*Record set*.
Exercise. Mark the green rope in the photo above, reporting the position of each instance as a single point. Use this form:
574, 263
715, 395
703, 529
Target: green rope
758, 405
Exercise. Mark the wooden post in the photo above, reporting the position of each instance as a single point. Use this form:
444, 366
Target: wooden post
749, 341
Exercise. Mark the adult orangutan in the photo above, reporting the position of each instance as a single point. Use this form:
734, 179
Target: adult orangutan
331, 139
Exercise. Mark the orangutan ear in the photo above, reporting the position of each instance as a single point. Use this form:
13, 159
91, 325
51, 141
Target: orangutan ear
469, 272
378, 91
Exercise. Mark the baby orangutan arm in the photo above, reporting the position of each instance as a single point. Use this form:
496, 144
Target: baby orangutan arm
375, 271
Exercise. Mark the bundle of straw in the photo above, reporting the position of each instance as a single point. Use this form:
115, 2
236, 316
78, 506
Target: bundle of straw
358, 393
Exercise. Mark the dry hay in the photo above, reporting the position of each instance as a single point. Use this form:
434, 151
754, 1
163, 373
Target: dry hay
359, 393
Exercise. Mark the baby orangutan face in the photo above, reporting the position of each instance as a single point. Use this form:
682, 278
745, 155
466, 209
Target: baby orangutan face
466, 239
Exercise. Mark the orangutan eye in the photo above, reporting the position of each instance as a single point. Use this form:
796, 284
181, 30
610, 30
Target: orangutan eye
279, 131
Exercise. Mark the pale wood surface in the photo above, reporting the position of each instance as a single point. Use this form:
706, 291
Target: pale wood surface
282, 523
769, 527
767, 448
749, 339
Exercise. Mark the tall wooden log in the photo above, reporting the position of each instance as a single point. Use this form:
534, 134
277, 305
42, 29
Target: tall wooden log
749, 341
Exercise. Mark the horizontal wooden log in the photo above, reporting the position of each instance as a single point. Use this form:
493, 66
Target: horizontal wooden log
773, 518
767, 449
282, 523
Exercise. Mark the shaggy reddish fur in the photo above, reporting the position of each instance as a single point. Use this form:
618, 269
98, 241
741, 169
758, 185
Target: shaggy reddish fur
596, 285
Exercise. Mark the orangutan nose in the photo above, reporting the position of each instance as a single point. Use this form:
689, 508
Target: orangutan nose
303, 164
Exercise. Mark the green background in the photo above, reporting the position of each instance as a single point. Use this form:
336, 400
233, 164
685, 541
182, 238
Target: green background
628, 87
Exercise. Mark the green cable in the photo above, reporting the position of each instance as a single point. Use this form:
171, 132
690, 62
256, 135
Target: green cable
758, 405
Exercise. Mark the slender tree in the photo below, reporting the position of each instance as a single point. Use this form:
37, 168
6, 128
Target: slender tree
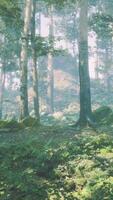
2, 86
34, 66
50, 63
85, 95
23, 60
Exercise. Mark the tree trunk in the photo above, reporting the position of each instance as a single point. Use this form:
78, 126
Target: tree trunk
2, 78
85, 96
34, 66
50, 65
23, 61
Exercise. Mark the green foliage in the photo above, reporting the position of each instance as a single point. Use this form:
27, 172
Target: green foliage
54, 163
103, 115
12, 125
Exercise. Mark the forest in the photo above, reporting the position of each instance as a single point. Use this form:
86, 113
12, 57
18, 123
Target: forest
56, 100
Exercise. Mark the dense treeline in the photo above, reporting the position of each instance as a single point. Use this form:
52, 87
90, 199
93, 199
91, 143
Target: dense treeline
45, 42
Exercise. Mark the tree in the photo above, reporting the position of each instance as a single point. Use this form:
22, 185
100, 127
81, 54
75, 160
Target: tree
85, 94
34, 67
50, 63
23, 60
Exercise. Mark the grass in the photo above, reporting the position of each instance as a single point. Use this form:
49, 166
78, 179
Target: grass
56, 163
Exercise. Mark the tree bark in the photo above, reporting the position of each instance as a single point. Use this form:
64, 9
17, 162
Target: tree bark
2, 78
50, 64
23, 61
85, 94
34, 66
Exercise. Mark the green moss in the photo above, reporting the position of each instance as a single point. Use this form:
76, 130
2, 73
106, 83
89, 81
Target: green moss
12, 124
30, 122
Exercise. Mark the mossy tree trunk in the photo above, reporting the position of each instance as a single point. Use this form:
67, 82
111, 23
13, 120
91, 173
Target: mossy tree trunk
23, 60
2, 86
85, 95
50, 63
34, 66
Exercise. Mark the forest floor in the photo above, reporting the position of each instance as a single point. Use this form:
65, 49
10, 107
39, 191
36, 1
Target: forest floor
56, 163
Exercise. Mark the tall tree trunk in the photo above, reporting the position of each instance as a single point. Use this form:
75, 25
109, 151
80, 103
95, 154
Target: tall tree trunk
85, 96
97, 62
23, 60
2, 80
50, 64
34, 66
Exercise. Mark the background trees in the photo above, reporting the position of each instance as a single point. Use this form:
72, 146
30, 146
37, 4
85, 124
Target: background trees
63, 51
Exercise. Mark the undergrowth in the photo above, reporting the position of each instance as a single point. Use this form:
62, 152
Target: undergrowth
57, 164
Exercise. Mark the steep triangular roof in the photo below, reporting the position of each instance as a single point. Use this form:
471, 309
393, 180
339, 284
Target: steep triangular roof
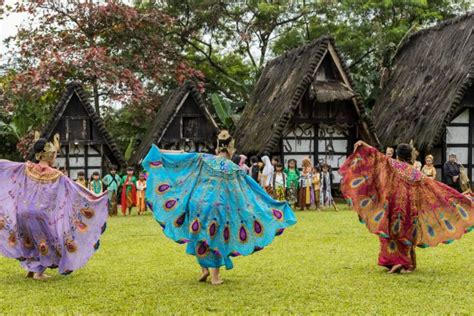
165, 115
280, 89
431, 73
77, 89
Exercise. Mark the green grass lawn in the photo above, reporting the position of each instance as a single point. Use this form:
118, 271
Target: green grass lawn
324, 264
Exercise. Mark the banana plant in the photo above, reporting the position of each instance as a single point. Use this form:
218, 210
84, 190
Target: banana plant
223, 110
9, 129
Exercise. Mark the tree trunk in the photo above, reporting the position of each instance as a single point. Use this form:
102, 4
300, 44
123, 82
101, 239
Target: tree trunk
96, 97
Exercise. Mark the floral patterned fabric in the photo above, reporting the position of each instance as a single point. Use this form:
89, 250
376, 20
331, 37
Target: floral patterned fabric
209, 203
47, 220
402, 206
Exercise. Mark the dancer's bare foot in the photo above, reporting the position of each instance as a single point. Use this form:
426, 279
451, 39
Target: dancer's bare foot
40, 276
205, 275
215, 278
217, 282
396, 268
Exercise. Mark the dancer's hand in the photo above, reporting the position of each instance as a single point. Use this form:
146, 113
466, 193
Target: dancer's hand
360, 143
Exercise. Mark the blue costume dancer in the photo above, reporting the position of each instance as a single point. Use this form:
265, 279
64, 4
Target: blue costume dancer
209, 203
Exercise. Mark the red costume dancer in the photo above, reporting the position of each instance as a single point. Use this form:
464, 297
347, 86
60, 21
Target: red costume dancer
402, 206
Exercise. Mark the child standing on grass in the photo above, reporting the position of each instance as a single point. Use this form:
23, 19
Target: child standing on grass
292, 182
326, 198
95, 185
81, 179
141, 187
306, 185
317, 187
112, 182
267, 172
278, 183
129, 191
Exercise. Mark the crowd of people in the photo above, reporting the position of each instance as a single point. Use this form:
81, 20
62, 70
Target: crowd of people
454, 174
226, 209
126, 191
303, 189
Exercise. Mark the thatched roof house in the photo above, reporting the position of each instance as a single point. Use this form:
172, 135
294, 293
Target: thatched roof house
182, 122
431, 76
307, 91
86, 143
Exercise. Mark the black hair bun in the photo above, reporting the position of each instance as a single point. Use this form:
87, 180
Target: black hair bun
39, 145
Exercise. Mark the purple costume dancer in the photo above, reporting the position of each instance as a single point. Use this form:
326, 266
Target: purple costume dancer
47, 220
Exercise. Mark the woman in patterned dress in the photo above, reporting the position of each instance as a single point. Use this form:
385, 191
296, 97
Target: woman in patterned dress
402, 206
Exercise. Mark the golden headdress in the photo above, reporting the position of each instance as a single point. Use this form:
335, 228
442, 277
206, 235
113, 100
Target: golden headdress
50, 148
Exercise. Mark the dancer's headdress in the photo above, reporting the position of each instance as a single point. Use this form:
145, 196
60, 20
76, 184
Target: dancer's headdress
50, 149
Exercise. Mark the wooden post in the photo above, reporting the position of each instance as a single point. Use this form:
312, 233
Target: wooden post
86, 160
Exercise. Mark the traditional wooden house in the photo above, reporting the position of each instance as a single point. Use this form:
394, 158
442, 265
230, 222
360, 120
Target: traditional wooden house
428, 96
304, 105
182, 122
85, 142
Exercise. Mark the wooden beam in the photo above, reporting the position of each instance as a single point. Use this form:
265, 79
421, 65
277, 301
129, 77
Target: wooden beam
86, 160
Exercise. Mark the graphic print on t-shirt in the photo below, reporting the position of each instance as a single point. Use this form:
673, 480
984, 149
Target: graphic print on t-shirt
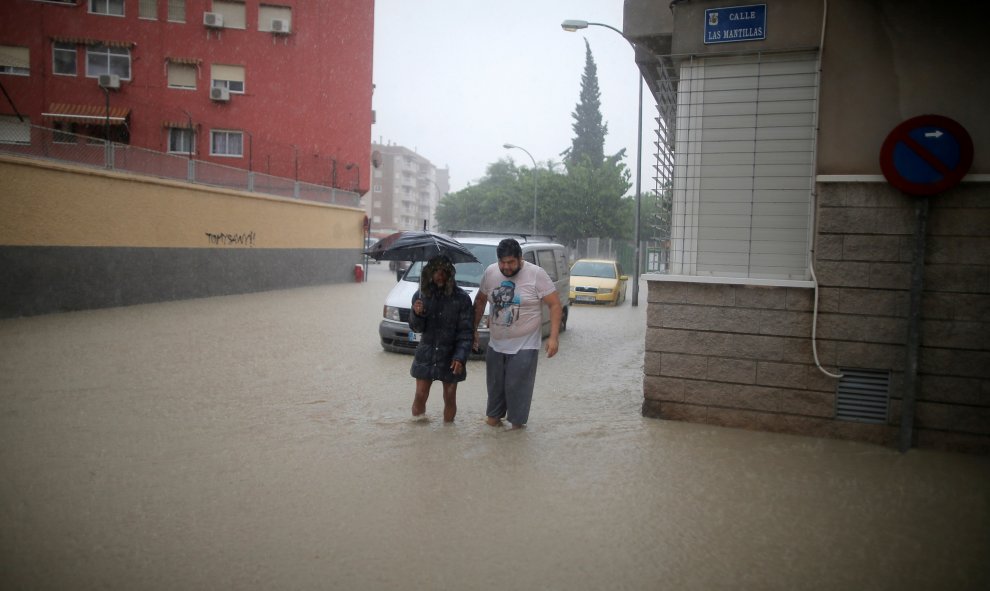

*Aim*. Copy out the part of the records that opens with the line containing "Exercise. Mark the wooden beam" and runs through the last line of the records, including both ends. Leave the pictures out of your copy.

*Result below*.
Exercise. Mark the wooden beam in the photo above, reporting the position of each instance as a single point. Use this form:
265, 79
421, 65
277, 301
129, 77
Target: wooden beam
86, 160
Exercise. Mark the graphic print on t-shirt in the photo below, reporting the position of each instance as a single point. Use this form:
673, 480
984, 149
Target: graphic print on t-shirt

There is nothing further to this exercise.